*Stated problem*
Report how many lines in the rows below contain the word "background", counting only matches with the same case. Give the number alone.

[Point-based annotation data]
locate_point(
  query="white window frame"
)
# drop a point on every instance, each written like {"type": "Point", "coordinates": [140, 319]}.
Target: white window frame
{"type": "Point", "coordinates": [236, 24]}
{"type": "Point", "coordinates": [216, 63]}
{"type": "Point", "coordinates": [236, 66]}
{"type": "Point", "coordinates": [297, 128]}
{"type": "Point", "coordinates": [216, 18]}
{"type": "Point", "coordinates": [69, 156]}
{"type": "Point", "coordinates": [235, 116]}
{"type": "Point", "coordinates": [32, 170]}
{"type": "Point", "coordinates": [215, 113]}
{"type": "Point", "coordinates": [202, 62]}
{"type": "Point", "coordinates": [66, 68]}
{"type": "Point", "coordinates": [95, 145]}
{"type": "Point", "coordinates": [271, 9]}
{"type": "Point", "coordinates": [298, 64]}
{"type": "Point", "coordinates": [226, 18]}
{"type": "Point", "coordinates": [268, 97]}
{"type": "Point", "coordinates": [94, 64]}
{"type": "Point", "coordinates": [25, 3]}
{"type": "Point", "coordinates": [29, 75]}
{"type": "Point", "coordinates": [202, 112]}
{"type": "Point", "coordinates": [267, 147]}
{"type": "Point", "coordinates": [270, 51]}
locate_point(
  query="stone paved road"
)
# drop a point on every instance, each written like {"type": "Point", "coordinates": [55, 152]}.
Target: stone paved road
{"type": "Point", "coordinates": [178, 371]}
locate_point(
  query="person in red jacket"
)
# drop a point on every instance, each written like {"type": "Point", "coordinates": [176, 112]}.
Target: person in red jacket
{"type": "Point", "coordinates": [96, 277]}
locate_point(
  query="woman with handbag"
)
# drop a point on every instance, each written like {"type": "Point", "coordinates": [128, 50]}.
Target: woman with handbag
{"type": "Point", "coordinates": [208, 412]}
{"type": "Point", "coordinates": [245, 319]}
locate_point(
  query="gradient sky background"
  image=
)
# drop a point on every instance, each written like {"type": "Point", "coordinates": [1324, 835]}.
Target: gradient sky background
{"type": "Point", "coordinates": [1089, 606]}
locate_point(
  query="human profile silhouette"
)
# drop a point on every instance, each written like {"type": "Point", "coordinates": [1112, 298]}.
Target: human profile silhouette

*Answer to this problem*
2